En tout cas, quel que soit le nom qu’on leur donne, les rencontres qu’organisent entre eux, depuis vingt ans, les formateurs d’enseignants de yoga qui font partie de la FNEY, sont de véritables laboratoires pédagogiques. Elles servent de multiples buts. Tout d’abord, communiquer: des formateurs qui dialoguent articulent leurs différences et leurs complémentarités à l’intérieur d’une équipe qu’ils gardent vigilante et adaptable. Ensuite, remettre son métier sur le tapis (sans jeu de mots !) en le soumettant au questionnement ; c’est là manière de se renouveler et de ne jamais demeurer sur une position de pouvoir. Mais aussi, faire jaillir les idées pour de nouvelles expériences d’enseignement. Et encore, se perfectionner soi-même au contact de l’autre, acquérir des compléments de savoirs pour mieux répondre au souci d’exactitude… Si la pédagogie est manière d’incarner concrètement la transmission, elle ne pouvait sortir que singulièrement grandie de ces rencontres. »
POUR UNE DEFINITION CONTEMPORAINE DU YOGA (DEUXIEME SEMINAIRE, 1986)
« Il n’est pas toujours convaincant de mettre en avant les valeurs traditionnelles du yoga, dans une société où la notion de « voie de libération » n’évoque pas grand chose dans la conscience collective. C’est à ceux qui forment des enseignants de faire l’effort de trouver de nouvelles manières de s’exprimer sans trahir le legs qu’ils ont reçu. Le résultat de cet effort a été ce court texte, assorti de commentaires qui le complètent.
« Le yoga est une démarche globale et expérimentale qui s’appuie sur un ensemble de techniques spécifiques et qui se réfère à la tradition de l’Inde.
Il tend, par une prise de conscience progressive, à l’harmonisation des facultés corporelles, affectives, mentales et spirituelles de l’être humain.
Pratiquer des postures et des respirations dans un état de détente et de concentration avec conscience et respect des limites de son corps conduit à une autogestion de son potentiel physique et psychique.
Les effets se traduisent d’abord par un mieux-être, une plus grande disponibilité, une meilleure efficacité dans l’action.
Le yoga tel que nous l’enseignons n’est pas la sagesse, mais une préparation à la sagesse. Il est ouvert à toutes les formes de spiritualité et de religion.
L’enseignant de yoga acquiert une compétence dans le cadre d’une école spécifiquement structurée pour la transmission de cette discipline.» »
LA NOTION D’EPREUVE (HUITIEME SEMINAIRE, 1999)
« Ces courts textes sont quelques perles choisies dans un ensemble plus large, fruit d’un jeu dans lequel il s’agissait d’écrire, chacun pour soi, autour de ce qu’évoquait le mot « épreuve ». Mieux que de longs discours, ils expriment le souci de l’autre appuyé sur l’exigence d’une connaissance de soi, deux pôles entre lesquels est tendu l’arc de la transmission.

##########

### [Liste des tâches]
[1] Selon le passage sur le yoga, quelles facultés de l'être humain le yoga tend-il à harmoniser ? Donnez-les toutes.
[2] Prolongez le passage sur le yoga en reprenant juste après sa dernière phrase.

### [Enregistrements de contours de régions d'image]
##########

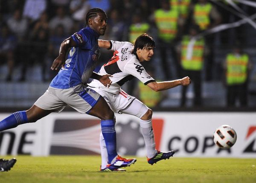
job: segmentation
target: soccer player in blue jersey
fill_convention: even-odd
[[[80,113],[101,119],[102,132],[108,157],[106,170],[118,170],[136,161],[135,159],[123,158],[117,154],[114,113],[104,99],[87,85],[90,78],[99,80],[106,87],[111,83],[109,78],[111,75],[100,76],[93,72],[99,56],[98,39],[105,32],[107,19],[102,9],[93,8],[88,11],[86,17],[87,26],[61,43],[59,55],[51,69],[57,70],[62,67],[48,89],[29,109],[14,113],[0,121],[0,131],[35,122],[53,112],[60,113],[68,105]],[[70,48],[71,49],[66,60]]]

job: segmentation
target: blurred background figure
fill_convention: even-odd
[[[198,0],[198,3],[195,4],[192,16],[193,23],[198,25],[202,32],[207,31],[219,25],[221,22],[220,13],[215,6],[208,0]],[[206,44],[209,49],[205,64],[206,79],[207,81],[213,79],[215,35],[215,34],[210,34],[205,38]]]
[[[150,25],[143,21],[142,15],[138,13],[134,14],[132,19],[132,22],[129,28],[129,42],[134,44],[137,37],[148,32]]]
[[[56,15],[50,20],[49,27],[51,32],[55,31],[58,25],[61,24],[64,27],[66,34],[69,34],[73,26],[73,20],[66,14],[67,11],[63,6],[58,6],[57,8]]]
[[[79,22],[83,22],[86,13],[91,7],[87,0],[72,0],[70,5],[70,11],[73,20]]]
[[[38,20],[47,7],[46,0],[26,0],[23,10],[23,17],[30,23]]]
[[[147,63],[146,64],[148,65],[148,64]],[[154,67],[149,65],[146,65],[145,66],[145,69],[147,70],[148,73],[154,78],[155,74]],[[135,79],[134,79],[134,80]],[[160,80],[156,81],[161,81]],[[143,83],[140,81],[137,82],[137,86],[135,93],[136,98],[151,108],[160,107],[161,102],[167,97],[166,90],[156,92],[148,86],[145,85]]]
[[[196,40],[191,48],[189,44],[192,38],[198,34],[199,27],[192,25],[189,29],[188,34],[182,37],[179,56],[183,70],[183,76],[189,76],[192,81],[194,91],[194,106],[198,106],[202,102],[202,71],[204,67],[205,42],[204,38]],[[189,50],[190,49],[190,50]],[[182,89],[180,106],[185,105],[186,94],[188,87]]]
[[[16,47],[15,36],[11,33],[7,25],[1,26],[0,31],[0,60],[6,62],[8,71],[6,80],[12,81],[15,64],[15,53]]]
[[[181,34],[188,28],[188,24],[191,20],[190,17],[193,8],[192,1],[191,0],[170,0],[172,8],[178,12],[178,23]]]
[[[159,52],[162,68],[166,80],[180,77],[180,68],[177,58],[175,49],[175,41],[178,34],[178,12],[170,7],[169,0],[162,0],[161,7],[154,12],[154,20],[158,30],[157,47]],[[171,66],[168,61],[168,53],[170,52]],[[171,66],[174,67],[177,76],[172,73]]]
[[[252,67],[249,55],[243,52],[241,45],[236,45],[232,52],[227,54],[224,70],[228,107],[236,106],[237,100],[240,106],[247,106],[248,78]]]

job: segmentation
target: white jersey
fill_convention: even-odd
[[[108,62],[102,67],[98,74],[111,75],[109,78],[112,82],[109,87],[105,87],[96,79],[88,84],[92,87],[99,88],[111,93],[119,93],[121,86],[136,77],[144,84],[154,81],[141,65],[137,55],[131,53],[134,46],[129,42],[111,41],[111,49],[114,51],[113,56]]]

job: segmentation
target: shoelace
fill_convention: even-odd
[[[118,155],[118,156],[117,157],[117,158],[116,159],[118,159],[119,160],[120,160],[121,161],[125,161],[125,162],[130,161],[129,159],[124,158],[123,157],[120,157],[119,155]]]

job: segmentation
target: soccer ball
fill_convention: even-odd
[[[213,141],[217,146],[222,149],[232,147],[236,141],[236,133],[227,125],[218,127],[213,134]]]

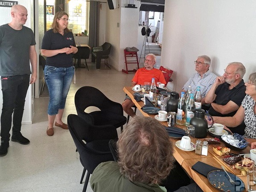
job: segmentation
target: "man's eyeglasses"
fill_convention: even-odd
[[[227,71],[226,71],[226,69],[224,69],[224,72],[225,72],[225,73],[227,73],[227,75],[232,75],[232,74],[238,74],[238,73],[228,73],[227,72]]]
[[[195,62],[195,65],[196,65],[197,64],[198,64],[198,65],[202,65],[202,64],[205,64],[206,65],[208,65],[208,64],[207,64],[207,63],[204,63],[200,62],[200,61],[195,61],[194,62]]]
[[[149,60],[149,59],[145,59],[144,60],[145,61],[148,61],[148,62],[151,62],[153,61],[152,60]]]
[[[255,85],[254,85],[254,84],[253,84],[253,83],[251,82],[251,81],[250,81],[250,80],[249,79],[248,80],[248,81],[247,81],[247,83],[248,84],[250,84],[250,85],[254,85],[254,86],[255,86]]]
[[[66,18],[60,18],[59,19],[63,19],[64,21],[67,21],[68,22],[70,20],[69,19],[66,19]]]

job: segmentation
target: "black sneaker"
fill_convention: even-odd
[[[13,135],[12,136],[12,141],[16,141],[22,145],[29,144],[30,141],[26,138],[24,137],[21,133]]]
[[[8,147],[9,147],[9,141],[2,141],[0,146],[0,156],[6,155],[8,152]]]

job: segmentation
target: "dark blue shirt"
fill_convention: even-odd
[[[213,103],[215,103],[219,105],[225,105],[230,100],[232,100],[240,106],[246,95],[246,86],[244,80],[242,80],[238,85],[232,89],[229,89],[229,84],[224,83],[218,86],[215,91],[216,98]],[[236,114],[237,111],[237,110],[236,110],[228,114],[222,115],[215,111],[212,106],[209,110],[210,115],[218,117],[232,117]],[[243,135],[244,134],[245,125],[243,122],[241,124],[236,127],[228,127],[228,128],[230,128],[233,133],[237,133]]]
[[[52,29],[46,32],[43,38],[42,49],[47,50],[61,49],[65,47],[70,48],[72,45],[76,46],[73,33],[69,32],[62,35],[54,33]],[[56,67],[70,67],[73,66],[73,54],[59,53],[46,59],[46,65]]]

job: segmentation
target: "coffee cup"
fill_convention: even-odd
[[[147,93],[144,93],[144,105],[146,104],[146,98],[148,97],[148,98],[149,97],[149,94],[148,94]]]
[[[163,88],[164,87],[164,85],[165,84],[163,83],[161,83],[159,84],[159,87],[162,89],[163,89]]]
[[[191,140],[187,136],[183,136],[181,138],[180,146],[182,149],[188,150],[191,149]]]
[[[141,91],[141,88],[140,85],[136,85],[132,88],[132,90],[136,92],[140,92]]]
[[[159,111],[158,112],[158,117],[160,119],[164,120],[167,116],[167,112],[165,111]]]
[[[256,149],[250,150],[250,154],[251,160],[254,160],[254,162],[256,162]]]
[[[224,126],[221,123],[213,124],[213,130],[214,132],[217,134],[221,134],[223,132]]]

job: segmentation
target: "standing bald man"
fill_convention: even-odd
[[[3,92],[1,115],[0,156],[7,154],[13,113],[12,140],[23,145],[29,140],[20,133],[25,100],[30,84],[37,79],[37,56],[35,36],[23,26],[27,19],[26,9],[20,5],[11,10],[12,22],[0,26],[0,76]],[[32,74],[29,61],[31,63]]]

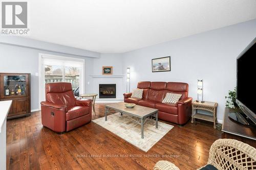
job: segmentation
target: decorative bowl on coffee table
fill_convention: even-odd
[[[125,103],[124,106],[127,108],[132,108],[134,107],[134,106],[136,106],[136,104],[134,103]]]

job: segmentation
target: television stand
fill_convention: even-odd
[[[241,141],[256,148],[256,127],[244,126],[231,120],[230,113],[241,112],[239,109],[226,108],[222,124],[222,138],[229,138]]]

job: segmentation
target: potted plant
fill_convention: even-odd
[[[228,96],[225,96],[226,99],[225,106],[231,108],[238,108],[238,105],[236,102],[237,98],[237,88],[234,87],[234,90],[228,91]]]

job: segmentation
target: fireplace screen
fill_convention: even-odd
[[[115,84],[100,84],[99,87],[99,98],[116,98]]]

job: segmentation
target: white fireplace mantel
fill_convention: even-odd
[[[93,78],[123,78],[125,75],[90,75]]]

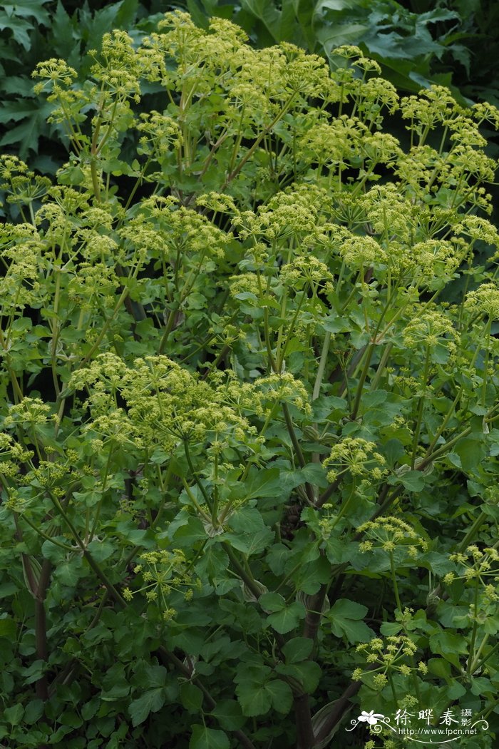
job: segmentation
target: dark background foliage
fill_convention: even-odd
[[[158,13],[182,7],[198,25],[211,16],[242,25],[257,46],[299,44],[332,59],[344,43],[359,45],[382,64],[383,76],[411,92],[432,82],[462,103],[499,103],[499,5],[494,0],[12,0],[0,9],[0,147],[53,172],[65,154],[46,121],[48,105],[32,91],[36,64],[60,57],[84,79],[89,49],[114,28],[140,38]]]

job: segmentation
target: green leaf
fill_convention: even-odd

##########

### [Réponses ci-dessous]
[1] Les facultés corporelles, affectives, mentales et spirituelles.

[2]
L’épreuve : le mot se scinde en deux lorsque l’on doit donner à l’autre des « preuves ». D’un mot unique, solitaire, il devient deux dans la tête puisque dialogue il y a entre l’examinateur et l’examiné. Binôme, échange, correspondance et sentir, neutralité bienveillante.
De l’épreuve solitaire surgissent les preuves de l’examen passé. Comme un gué entre deux rives pour certains ; comme une voie difficile, un obstacle pour d’autres.
Equilibre à trouver entre cette épreuve et les preuves. C’est à la fois l’examiné et l’examinateur qui sont concernés par cette épreuve, des preuves d’un enseignement assimilé par un élève. Quelles vont être les ordonnances justes à administrer, à prescrire lors de ce test?
L’épreuve est indispensable comme une prise de risque pour faire ses preuves, comme on a fait ses classes.
Tout aussi tranquillement qu’un cours de yoga est vécu, aisance et fermeté, à la fois dans un acte solitaire mais partagé par les autres et avec les autres. »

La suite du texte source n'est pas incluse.